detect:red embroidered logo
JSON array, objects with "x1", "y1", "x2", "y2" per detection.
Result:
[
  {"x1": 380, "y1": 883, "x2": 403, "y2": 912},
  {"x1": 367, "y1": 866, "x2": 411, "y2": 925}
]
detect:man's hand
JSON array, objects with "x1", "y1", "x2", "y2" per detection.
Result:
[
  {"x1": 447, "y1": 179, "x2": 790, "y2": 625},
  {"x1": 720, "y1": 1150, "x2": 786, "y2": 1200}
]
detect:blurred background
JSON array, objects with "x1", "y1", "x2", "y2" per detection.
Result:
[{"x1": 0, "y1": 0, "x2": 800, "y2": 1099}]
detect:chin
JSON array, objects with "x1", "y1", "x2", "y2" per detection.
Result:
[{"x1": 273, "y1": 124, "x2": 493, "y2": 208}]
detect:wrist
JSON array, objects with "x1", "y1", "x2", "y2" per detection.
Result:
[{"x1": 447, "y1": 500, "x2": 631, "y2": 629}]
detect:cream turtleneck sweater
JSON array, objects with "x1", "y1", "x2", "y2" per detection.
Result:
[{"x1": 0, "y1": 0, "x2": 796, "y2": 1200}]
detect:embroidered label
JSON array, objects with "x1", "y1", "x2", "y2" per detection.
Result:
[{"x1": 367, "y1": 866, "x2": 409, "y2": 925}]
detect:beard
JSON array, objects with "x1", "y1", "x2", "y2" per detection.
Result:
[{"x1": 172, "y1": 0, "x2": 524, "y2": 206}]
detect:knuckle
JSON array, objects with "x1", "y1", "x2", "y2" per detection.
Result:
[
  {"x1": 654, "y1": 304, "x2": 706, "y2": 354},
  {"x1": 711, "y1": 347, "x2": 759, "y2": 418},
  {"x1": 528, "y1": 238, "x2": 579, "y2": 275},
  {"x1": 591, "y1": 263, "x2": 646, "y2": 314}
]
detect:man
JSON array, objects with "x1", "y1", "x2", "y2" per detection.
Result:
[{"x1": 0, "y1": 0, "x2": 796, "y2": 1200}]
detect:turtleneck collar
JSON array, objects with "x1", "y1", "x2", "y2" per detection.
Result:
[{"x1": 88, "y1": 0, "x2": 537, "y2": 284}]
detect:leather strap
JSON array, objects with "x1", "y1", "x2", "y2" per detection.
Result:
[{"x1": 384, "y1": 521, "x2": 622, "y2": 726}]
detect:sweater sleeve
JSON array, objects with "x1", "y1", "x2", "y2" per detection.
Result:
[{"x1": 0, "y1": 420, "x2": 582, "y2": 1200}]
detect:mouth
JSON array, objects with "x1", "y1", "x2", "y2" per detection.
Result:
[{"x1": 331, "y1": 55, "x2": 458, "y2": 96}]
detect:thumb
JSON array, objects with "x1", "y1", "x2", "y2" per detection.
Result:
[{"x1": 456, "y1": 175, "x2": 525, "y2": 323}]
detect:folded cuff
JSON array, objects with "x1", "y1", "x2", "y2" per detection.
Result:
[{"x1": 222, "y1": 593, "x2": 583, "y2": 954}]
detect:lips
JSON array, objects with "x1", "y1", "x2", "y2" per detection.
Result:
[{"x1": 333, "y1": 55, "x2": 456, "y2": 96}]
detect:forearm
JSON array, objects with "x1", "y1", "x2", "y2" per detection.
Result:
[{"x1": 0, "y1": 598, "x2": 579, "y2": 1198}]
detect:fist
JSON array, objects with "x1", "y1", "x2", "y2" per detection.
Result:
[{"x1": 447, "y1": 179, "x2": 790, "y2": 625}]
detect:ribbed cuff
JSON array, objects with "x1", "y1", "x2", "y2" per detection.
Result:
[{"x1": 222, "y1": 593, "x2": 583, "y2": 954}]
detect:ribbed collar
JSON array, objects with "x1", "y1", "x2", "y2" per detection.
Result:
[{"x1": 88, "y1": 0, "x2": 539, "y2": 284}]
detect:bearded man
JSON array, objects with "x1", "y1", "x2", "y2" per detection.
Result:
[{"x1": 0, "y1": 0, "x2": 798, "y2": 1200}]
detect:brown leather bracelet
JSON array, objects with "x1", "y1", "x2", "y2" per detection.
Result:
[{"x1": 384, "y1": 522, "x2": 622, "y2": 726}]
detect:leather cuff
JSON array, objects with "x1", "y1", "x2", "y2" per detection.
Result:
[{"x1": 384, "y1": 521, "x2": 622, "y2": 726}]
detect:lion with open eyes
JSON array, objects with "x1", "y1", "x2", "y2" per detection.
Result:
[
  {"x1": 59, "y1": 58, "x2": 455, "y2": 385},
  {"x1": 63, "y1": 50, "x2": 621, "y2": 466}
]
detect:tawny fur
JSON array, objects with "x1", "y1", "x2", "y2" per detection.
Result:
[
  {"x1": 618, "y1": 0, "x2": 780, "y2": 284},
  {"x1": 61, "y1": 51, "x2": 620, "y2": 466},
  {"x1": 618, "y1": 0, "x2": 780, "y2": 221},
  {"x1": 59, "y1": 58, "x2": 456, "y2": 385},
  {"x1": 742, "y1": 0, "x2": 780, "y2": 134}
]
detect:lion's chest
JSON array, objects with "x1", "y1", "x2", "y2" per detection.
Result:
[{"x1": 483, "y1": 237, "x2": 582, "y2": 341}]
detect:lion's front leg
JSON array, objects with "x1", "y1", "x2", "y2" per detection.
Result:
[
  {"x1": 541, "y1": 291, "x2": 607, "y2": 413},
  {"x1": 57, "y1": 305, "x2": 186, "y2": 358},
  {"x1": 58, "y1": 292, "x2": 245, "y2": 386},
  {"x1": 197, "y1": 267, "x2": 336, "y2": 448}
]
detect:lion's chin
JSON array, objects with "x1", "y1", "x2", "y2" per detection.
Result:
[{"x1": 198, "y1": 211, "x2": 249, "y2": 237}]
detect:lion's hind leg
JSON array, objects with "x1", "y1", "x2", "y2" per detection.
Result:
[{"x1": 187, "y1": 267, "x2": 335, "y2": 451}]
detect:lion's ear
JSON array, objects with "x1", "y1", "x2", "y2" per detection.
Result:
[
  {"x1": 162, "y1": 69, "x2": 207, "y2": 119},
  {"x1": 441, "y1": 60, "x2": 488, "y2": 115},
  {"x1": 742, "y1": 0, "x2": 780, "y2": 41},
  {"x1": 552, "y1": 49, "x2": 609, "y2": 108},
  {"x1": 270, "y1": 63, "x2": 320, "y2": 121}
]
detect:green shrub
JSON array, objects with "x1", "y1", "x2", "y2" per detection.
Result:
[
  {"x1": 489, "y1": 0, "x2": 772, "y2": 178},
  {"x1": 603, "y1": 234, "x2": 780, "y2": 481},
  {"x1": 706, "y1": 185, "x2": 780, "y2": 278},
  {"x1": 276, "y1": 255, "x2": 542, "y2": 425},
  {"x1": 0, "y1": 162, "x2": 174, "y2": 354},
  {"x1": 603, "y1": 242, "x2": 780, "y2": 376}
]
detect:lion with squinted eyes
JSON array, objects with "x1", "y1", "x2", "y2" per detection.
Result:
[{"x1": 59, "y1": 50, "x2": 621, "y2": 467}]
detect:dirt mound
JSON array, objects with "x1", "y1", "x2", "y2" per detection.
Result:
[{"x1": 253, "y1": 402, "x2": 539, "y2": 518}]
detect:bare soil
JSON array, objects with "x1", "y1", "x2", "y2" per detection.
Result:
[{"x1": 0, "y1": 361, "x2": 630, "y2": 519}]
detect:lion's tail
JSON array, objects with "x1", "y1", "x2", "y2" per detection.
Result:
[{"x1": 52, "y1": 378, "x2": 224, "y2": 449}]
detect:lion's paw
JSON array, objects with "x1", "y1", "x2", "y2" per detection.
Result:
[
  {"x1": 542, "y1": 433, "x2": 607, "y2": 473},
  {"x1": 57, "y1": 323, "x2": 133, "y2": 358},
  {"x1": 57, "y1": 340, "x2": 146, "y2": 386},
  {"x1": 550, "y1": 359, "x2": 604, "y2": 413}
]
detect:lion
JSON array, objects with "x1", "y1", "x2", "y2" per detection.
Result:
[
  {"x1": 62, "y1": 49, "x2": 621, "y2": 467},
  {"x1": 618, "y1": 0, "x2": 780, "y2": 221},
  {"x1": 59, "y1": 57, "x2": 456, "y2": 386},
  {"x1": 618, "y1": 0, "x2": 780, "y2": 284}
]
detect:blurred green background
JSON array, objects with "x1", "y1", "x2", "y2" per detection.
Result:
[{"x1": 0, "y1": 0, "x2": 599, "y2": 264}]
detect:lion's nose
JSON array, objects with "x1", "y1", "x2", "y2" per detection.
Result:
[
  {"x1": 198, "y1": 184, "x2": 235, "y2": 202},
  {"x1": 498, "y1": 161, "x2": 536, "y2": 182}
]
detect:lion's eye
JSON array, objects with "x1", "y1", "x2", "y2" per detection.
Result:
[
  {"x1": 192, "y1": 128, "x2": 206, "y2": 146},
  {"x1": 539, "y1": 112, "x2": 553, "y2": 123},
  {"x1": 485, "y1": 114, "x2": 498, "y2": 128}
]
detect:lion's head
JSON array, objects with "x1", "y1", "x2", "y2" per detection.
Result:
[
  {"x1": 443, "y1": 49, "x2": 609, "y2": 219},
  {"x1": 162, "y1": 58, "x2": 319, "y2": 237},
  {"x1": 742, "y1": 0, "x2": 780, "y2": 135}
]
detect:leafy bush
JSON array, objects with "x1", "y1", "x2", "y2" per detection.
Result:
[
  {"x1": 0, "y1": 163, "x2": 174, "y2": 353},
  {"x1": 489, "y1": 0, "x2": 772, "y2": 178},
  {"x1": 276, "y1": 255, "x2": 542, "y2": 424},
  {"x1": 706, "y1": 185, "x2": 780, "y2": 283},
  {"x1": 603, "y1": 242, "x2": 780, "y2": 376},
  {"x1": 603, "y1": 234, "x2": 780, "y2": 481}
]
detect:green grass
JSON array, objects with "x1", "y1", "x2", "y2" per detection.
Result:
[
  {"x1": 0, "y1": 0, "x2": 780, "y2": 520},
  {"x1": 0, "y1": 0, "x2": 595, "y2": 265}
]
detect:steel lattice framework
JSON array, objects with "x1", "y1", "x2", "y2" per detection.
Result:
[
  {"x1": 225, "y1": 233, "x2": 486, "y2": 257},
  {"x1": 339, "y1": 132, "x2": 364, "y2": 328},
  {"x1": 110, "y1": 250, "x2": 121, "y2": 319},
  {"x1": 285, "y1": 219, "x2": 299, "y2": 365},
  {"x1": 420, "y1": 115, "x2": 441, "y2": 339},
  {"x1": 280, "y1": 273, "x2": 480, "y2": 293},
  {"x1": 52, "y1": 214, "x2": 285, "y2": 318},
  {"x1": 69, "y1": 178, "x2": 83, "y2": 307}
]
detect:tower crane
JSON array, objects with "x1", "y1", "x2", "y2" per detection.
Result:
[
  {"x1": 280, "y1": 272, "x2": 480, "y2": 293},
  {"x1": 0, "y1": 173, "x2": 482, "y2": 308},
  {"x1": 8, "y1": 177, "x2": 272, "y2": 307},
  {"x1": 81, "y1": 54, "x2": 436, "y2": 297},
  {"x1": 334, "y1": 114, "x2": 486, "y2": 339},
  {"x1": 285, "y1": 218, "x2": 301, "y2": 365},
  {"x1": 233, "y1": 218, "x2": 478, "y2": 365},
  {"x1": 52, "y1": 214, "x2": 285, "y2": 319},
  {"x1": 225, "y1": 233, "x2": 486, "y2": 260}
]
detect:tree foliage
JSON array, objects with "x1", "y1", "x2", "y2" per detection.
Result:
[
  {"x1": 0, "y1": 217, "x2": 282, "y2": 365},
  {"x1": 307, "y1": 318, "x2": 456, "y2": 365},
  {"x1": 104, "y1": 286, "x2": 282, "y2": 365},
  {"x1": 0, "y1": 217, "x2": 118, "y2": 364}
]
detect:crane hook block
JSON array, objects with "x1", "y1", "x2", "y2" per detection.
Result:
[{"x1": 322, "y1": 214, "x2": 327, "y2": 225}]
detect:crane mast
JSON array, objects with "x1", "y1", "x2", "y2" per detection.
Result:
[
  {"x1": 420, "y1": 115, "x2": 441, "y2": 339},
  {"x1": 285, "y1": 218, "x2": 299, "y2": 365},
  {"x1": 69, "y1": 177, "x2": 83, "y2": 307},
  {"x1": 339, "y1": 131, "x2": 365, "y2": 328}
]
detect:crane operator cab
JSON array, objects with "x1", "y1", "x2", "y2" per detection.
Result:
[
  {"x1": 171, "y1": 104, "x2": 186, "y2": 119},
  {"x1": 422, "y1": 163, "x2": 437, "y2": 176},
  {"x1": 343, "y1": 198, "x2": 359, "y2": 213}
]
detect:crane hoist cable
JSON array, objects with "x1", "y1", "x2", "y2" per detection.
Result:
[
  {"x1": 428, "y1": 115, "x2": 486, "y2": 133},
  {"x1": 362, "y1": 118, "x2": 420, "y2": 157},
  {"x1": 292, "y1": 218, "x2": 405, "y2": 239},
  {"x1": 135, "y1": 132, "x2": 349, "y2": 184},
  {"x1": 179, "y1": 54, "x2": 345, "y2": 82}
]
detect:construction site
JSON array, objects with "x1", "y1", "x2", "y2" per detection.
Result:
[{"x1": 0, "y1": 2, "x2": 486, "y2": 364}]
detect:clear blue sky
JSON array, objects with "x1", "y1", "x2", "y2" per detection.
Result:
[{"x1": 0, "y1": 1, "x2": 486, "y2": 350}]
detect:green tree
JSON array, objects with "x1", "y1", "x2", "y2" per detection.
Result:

--

_Problem requirements:_
Scale the items from the line holding "detect:clear blue sky" through the end of the items, inclusive. Copy those lines again in full, requests and all, with every coordinate in the answers multiplied by 1.3 and rounded to a whole number, halves rounding up.

_Answer in full:_
detect:clear blue sky
JSON array, objects with "x1", "y1", "x2", "y2" per detection.
Result:
[{"x1": 0, "y1": 1, "x2": 632, "y2": 455}]
detect:green tree
JSON array, objects with "x1", "y1", "x2", "y2" per detection.
Result:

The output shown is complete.